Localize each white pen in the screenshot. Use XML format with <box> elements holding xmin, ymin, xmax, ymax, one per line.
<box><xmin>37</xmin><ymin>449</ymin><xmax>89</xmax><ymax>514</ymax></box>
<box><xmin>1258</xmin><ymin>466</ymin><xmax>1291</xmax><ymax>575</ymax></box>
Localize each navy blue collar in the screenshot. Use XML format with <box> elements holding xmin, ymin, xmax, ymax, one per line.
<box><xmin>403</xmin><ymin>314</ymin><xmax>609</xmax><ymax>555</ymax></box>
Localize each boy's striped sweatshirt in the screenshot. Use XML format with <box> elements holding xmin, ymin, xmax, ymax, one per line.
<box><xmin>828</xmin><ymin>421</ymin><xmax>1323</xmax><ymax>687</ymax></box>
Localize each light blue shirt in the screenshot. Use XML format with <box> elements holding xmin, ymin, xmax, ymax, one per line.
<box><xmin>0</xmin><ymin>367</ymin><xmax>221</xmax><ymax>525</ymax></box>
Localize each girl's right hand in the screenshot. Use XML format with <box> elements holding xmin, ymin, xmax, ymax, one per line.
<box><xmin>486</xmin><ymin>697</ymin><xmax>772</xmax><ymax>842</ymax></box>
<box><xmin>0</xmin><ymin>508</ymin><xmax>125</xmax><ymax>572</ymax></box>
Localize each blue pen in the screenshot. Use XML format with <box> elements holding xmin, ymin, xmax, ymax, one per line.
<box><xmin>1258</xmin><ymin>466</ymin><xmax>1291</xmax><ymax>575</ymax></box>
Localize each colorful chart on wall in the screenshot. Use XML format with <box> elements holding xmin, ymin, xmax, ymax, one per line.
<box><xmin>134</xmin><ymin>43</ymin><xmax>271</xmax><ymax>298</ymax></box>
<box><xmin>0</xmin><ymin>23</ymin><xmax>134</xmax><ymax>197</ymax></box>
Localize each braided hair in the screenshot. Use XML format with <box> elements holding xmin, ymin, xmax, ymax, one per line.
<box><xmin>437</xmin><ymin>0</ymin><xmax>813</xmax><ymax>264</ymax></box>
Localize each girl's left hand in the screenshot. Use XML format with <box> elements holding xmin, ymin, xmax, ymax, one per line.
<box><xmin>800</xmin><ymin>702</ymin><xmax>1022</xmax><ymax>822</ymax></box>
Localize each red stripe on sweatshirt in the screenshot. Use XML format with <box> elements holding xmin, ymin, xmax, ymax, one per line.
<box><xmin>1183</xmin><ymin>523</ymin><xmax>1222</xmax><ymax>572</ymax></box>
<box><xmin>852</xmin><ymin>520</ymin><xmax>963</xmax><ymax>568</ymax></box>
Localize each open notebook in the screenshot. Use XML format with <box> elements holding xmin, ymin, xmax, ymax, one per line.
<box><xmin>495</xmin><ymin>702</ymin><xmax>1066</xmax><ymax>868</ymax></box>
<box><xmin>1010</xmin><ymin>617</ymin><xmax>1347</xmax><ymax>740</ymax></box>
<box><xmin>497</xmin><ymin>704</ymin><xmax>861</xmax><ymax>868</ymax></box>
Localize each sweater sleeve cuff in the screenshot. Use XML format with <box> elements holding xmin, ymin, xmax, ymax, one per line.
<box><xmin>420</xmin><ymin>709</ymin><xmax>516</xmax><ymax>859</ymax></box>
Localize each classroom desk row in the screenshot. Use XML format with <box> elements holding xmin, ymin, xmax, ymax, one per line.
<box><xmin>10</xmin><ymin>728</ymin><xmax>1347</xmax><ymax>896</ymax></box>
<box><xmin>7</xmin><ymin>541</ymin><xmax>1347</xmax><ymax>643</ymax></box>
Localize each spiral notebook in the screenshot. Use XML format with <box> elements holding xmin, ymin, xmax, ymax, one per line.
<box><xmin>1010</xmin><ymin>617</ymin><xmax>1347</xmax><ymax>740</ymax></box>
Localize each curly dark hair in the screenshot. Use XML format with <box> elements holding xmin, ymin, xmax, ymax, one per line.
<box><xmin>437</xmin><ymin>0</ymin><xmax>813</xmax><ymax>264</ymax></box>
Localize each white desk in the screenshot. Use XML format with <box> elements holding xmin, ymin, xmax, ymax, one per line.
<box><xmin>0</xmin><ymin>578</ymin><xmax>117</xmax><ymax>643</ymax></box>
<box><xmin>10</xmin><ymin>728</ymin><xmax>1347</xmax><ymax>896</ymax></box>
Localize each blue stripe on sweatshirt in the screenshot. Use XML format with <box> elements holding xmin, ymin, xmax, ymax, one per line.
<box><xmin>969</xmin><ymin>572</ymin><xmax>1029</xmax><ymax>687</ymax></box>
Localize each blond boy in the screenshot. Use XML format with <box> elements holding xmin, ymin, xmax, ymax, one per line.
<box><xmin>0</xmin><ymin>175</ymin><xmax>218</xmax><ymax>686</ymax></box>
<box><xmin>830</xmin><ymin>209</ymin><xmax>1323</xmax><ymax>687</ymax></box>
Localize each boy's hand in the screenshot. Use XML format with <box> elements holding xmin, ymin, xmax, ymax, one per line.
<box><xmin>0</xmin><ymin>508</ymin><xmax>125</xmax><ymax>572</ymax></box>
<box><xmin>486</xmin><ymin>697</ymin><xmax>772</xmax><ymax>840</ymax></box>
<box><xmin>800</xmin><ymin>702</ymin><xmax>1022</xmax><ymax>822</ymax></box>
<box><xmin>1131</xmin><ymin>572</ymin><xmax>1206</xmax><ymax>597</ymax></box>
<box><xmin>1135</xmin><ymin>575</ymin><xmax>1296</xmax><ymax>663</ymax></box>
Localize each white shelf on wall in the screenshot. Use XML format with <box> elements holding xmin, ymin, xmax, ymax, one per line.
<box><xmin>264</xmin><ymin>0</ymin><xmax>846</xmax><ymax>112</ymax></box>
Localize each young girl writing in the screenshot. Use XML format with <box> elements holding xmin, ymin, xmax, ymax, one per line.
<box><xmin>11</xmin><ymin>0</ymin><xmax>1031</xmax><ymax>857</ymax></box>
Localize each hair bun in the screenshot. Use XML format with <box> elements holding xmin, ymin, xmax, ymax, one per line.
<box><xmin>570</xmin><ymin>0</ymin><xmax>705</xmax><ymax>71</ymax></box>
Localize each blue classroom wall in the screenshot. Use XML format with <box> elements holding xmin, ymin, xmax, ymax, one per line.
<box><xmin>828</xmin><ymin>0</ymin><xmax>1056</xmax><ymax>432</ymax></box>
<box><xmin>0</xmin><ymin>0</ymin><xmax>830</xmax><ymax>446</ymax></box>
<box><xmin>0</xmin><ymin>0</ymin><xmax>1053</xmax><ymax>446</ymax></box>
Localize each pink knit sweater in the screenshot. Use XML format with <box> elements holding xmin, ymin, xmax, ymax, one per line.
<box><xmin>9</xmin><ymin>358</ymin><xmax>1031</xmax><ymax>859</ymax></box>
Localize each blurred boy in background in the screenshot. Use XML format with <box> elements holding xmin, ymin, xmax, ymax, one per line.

▬▬▬▬▬▬▬▬▬▬

- _What is required_
Report how many lines above contain the string "classroom", counting only exact matches with the same case. Give the number alone.

- _Exercise answer_
2